Reproduce the listing below word for word. Leave the pictures out of your copy.
[DATA TO USE start]
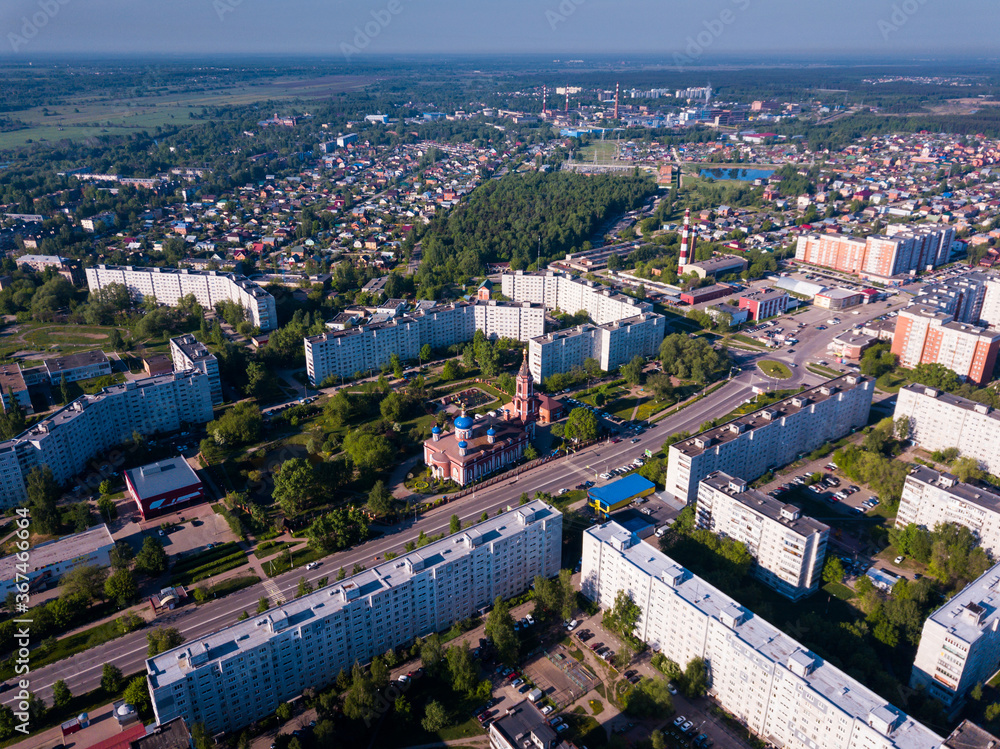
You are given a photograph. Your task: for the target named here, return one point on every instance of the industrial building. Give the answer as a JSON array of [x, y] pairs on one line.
[[168, 285], [241, 673], [788, 549], [159, 488], [773, 436], [777, 688]]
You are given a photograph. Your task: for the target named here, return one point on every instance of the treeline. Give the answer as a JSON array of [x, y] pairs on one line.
[[519, 216]]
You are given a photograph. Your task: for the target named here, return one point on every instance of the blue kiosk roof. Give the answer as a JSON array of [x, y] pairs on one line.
[[622, 489]]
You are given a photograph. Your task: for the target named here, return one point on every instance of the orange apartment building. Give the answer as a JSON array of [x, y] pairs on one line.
[[925, 335], [902, 250]]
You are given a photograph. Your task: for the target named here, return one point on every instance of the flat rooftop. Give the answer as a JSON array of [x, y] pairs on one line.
[[60, 550], [741, 425], [974, 609], [167, 667], [770, 643], [759, 503], [162, 477]]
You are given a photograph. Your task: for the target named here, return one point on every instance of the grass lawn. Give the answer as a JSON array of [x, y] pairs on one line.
[[839, 590], [774, 369]]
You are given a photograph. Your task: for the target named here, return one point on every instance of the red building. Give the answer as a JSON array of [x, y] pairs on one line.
[[163, 487]]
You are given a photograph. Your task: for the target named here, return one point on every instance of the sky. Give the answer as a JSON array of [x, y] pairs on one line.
[[699, 29]]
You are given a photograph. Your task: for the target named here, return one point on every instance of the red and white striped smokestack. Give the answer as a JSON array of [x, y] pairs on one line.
[[685, 237]]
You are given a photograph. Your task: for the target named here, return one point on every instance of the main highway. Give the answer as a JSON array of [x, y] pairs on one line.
[[82, 672]]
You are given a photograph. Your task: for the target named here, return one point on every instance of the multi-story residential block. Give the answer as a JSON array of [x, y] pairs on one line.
[[187, 352], [788, 549], [92, 425], [940, 420], [750, 445], [168, 285], [241, 673], [960, 642], [779, 689], [764, 303], [82, 366], [343, 353], [612, 344], [926, 336], [931, 498], [49, 561], [903, 250], [13, 389]]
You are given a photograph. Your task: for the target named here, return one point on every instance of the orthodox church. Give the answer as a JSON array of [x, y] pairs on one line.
[[479, 447]]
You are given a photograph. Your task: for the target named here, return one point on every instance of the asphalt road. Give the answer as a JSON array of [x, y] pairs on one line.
[[83, 672]]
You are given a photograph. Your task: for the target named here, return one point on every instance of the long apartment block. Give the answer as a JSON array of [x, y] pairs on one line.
[[370, 346], [91, 425], [187, 352], [960, 642], [783, 692], [902, 250], [925, 335], [788, 549], [931, 498], [939, 420], [241, 673], [167, 285], [770, 437], [611, 344]]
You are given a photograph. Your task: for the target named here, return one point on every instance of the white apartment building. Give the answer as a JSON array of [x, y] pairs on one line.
[[773, 436], [931, 498], [612, 344], [788, 549], [241, 673], [960, 642], [92, 425], [344, 353], [168, 285], [940, 420], [187, 352], [558, 290], [784, 693]]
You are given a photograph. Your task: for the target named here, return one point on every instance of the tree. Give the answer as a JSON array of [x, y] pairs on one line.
[[435, 717], [137, 694], [84, 583], [61, 696], [632, 372], [833, 570], [151, 559], [120, 587], [111, 679], [500, 628], [380, 499], [581, 426]]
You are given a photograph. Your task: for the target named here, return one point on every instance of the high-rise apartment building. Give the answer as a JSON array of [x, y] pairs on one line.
[[168, 285], [788, 549], [611, 344], [241, 673], [343, 353], [931, 498], [960, 643], [902, 250], [92, 425], [187, 352], [926, 336], [940, 420], [773, 436], [780, 690]]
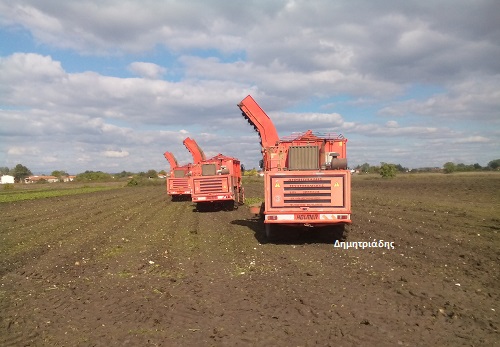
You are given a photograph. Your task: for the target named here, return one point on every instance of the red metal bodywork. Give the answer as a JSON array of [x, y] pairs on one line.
[[306, 180], [220, 180], [214, 180], [178, 183]]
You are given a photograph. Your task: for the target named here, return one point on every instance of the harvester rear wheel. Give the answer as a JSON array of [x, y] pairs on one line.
[[270, 231]]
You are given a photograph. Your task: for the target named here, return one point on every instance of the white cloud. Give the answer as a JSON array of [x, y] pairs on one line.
[[147, 70], [115, 154], [355, 63]]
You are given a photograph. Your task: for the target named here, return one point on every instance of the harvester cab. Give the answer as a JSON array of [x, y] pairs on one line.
[[306, 181], [215, 181], [178, 182]]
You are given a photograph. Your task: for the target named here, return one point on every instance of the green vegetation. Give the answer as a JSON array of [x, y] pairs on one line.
[[96, 176], [387, 170], [12, 195], [144, 181], [253, 201]]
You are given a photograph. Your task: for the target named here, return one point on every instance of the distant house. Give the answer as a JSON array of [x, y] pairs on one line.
[[35, 179], [7, 179], [68, 178]]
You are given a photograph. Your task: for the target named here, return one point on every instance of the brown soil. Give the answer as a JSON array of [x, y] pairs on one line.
[[129, 267]]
[DATA TO USE end]
* **SOLUTION FOR THIS TASK**:
You are given a photograph. Your task: for the target named here, return one point on every instance of the industrial building. Give the answer as a JSON array of [x, y] pairs on one line.
[[168, 285], [241, 673], [788, 549], [159, 488], [773, 436], [777, 688]]
You are given a photograph. Your task: for the target named here, return one point on every instance of the treeline. Give the answer as a JSON array of [x, y] pairs on one line.
[[519, 216]]
You are given a photograph. Your task: for the target named here, return one point on every instance of the blue kiosk roof. Give the answer as a JSON array of [x, y] pairs on one line.
[[622, 489]]
You are given a photograph. Your task: for the target named here, return one point on every instance of the orange apartment building. Give the answer as a JSON array of [x, y] pairs on one line.
[[925, 335], [902, 250]]
You are given a photograph. Your task: for the target named here, return one point on every instance of the flat rooftop. Give the answer as a JSON array of [x, y] pairs on one line.
[[60, 550], [741, 425], [974, 609], [167, 667], [770, 643], [759, 503], [162, 477]]
You are given a photograph. Your task: for the target named here, return one point on every instance of the grass lawn. Give the answer as a JSON array of [x, y] pairs on one line.
[[839, 590], [774, 369]]
You are given a photograph. Your task: for the target named here, return one point on every instance of the red building. Give the answer as a JSON array of [x, y] pairs on one line.
[[163, 487]]
You are given a photograph. Your task: for the target named here, return one point on every instance of the sky. Give the answer as a JSON array of [x, y] pairs on one line.
[[699, 29]]
You are given a photograph. Your task: for the target named here, return one point on every instance of the red and white striped smokestack. Give the answer as a JSON array of [x, y] pairs on one line.
[[685, 237]]
You are given a photograph. Your task: for the target named here, return one point on every instance of the main highway. Give the answer as a JSON array of [x, y] pairs on one line.
[[82, 672]]
You are given a photograph. Your task: for the target named here, return one point on every instance of the multi-story residential block. Give the answer as a JSON array of [x, y] pairs on one line.
[[187, 352], [788, 549], [92, 425], [940, 420], [750, 445], [168, 285], [241, 673], [960, 642], [779, 689], [764, 303], [82, 366], [343, 353], [612, 344], [926, 336], [931, 498], [49, 561], [903, 250], [13, 389]]
You are given a photograph. Your task: for the target named here, return one point on every instance of the orthodox church. Give the answer as a JSON array of [x, y] pairs on one line.
[[479, 447]]
You are given a photograph. Your task: for the target named here, return one point on every instance of the asphalt road. Give the answer as a JSON array of [x, y] pairs on one line.
[[83, 672]]
You are given a photograph. Your task: for the target named here, return one point on every instance of the long apartment block. Give the answer as a JSON array of [x, y] pairs on one line.
[[370, 346], [91, 425], [187, 352], [960, 642], [783, 692], [902, 250], [925, 335], [788, 549], [931, 498], [939, 420], [241, 673], [167, 285], [770, 437], [611, 344]]
You are given a photograph. Your task: for the target named here, return one point on every instance of the white apartment building. Give the answer as a JSON array of [x, y] pairs on one line.
[[773, 436], [931, 498], [612, 344], [788, 549], [241, 673], [960, 642], [92, 425], [344, 353], [168, 285], [940, 420], [187, 352], [558, 290], [784, 693]]
You are given a photograph. Your task: for the target named here, return one point on every instance of the tree. Give the answer as a JSON array of [x, y] pairs on one line.
[[435, 717], [137, 694], [84, 583], [61, 696], [632, 372], [833, 570], [151, 559], [120, 587], [111, 679], [500, 628], [380, 499], [581, 426]]
You are given a photograph. Your task: for the target named here, return one point on every instance of the high-rise apartment building. Give the answer as a JSON array of [x, y] pairs on one line.
[[168, 285], [788, 549], [611, 344], [241, 673], [343, 353], [931, 498], [960, 643], [902, 250], [92, 425], [187, 352], [926, 336], [940, 420], [773, 436], [780, 690]]
You are given a photograph. Your task: for the target named here, return one point on every instance of the red metal bodywork. Give the answer as a JSON array of [x, y] pairs on one line.
[[306, 180], [220, 180], [214, 180], [178, 183]]
You are given a photograph. Your task: for the target named here, return one point on every instance of the harvester rear wheel. Give the answer as a JSON array of [x, y] pairs on one line.
[[270, 231]]
You are given a photograph. Your task: for the target named here, return one point on every instance of the white cloud. Give the answer as a JSON array of [x, y] pairs on one line.
[[147, 70], [115, 154], [355, 63]]
You are given a photograph. Your task: for the target named here, return one point on every instance of the harvester cab. Give the answer as a JSON array of [x, y] pairs on one line.
[[306, 181], [215, 181], [178, 182]]
You are given a photograph. Your task: for the target named here, return one point on every instance of the green vegetation. Give the answer as a JSON array of [x, y] pairs on one line.
[[96, 176], [387, 170], [12, 195], [144, 181], [253, 201]]
You are given a photograph. Your task: for the target named here, return one point on every instance of the distant house. Give the answer as a JSON array of [x, y] pairs on one line.
[[35, 179], [7, 179], [68, 178]]
You are given a photograph. Your task: for the target named here, return one point on every instance of the brown soil. Give the answer as a JSON array of [x, y] pairs on one line.
[[129, 267]]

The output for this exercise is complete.